QUÉ SE PIDE
Extrae todas las líneas que contienen la palabra "segment", teniendo en cuenta la distinción entre mayúsculas y minúsculas.
++++ EXTRACTOS DE REGISTROS ++++
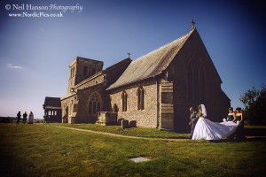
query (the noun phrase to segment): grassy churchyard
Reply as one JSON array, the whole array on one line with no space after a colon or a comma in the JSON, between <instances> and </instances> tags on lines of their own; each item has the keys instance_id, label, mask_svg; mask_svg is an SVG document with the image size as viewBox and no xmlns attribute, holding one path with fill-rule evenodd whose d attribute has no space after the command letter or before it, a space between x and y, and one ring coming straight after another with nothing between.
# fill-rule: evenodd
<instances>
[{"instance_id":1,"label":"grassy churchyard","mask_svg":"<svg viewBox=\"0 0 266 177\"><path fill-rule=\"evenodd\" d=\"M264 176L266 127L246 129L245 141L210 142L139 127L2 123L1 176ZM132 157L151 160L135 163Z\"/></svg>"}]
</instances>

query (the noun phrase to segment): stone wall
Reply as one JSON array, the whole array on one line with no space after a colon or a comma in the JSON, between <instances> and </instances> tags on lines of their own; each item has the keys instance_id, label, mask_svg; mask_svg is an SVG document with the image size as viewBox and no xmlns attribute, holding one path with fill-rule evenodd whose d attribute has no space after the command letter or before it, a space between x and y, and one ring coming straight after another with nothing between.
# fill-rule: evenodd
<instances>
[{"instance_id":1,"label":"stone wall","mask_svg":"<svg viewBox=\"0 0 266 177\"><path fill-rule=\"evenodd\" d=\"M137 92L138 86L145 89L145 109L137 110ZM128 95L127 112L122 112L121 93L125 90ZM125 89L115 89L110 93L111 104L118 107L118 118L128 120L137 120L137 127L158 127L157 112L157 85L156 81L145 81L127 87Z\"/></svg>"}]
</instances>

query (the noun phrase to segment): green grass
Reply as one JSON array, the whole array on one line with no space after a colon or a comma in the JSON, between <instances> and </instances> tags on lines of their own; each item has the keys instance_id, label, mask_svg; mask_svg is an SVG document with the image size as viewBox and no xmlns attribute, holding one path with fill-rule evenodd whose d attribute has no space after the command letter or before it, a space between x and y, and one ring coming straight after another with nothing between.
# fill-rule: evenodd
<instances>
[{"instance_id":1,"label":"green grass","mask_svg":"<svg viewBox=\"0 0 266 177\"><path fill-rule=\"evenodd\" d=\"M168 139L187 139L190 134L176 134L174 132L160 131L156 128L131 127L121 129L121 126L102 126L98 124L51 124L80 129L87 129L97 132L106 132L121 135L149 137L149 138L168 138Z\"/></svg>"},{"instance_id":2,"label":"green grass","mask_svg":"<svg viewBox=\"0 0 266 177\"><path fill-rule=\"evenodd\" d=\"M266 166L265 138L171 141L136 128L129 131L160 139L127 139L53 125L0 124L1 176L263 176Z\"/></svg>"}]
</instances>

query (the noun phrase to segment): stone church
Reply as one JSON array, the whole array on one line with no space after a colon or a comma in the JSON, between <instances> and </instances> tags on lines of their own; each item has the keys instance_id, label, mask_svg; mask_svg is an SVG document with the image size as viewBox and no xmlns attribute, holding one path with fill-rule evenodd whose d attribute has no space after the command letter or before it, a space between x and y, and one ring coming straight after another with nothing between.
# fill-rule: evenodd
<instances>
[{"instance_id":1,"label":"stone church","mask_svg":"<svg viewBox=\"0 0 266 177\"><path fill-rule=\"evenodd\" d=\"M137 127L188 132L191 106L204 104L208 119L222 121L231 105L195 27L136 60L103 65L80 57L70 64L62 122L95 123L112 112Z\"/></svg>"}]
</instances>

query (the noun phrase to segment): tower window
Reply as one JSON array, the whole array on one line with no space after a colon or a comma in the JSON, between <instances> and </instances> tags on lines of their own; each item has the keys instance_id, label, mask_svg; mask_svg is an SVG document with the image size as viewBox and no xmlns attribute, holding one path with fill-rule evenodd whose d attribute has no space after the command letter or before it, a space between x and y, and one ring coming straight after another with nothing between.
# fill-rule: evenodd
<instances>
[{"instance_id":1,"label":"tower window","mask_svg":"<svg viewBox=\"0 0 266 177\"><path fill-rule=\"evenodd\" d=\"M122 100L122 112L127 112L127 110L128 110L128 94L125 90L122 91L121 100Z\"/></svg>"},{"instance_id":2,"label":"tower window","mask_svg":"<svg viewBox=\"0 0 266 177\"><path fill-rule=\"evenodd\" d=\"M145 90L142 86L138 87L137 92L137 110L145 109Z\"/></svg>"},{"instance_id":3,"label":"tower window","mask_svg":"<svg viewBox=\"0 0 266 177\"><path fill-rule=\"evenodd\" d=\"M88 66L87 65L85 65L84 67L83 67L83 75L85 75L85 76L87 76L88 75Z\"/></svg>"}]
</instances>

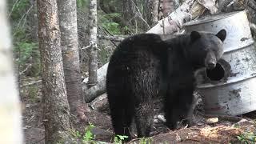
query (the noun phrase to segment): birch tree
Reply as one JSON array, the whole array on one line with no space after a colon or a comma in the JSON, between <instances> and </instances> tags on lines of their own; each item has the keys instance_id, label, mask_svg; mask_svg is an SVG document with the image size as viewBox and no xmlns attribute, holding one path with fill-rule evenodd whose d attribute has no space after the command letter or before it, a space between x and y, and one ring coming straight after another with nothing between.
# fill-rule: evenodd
++++
RESULTADO FINAL
query (the noun phrase to segment): grassy churchyard
query (the noun phrase to segment): stone wall
query (the noun phrase to segment): green grass
query (the noun phrase to segment): stone church
query (the noun phrase to segment): tower window
query (the noun phrase to segment): birch tree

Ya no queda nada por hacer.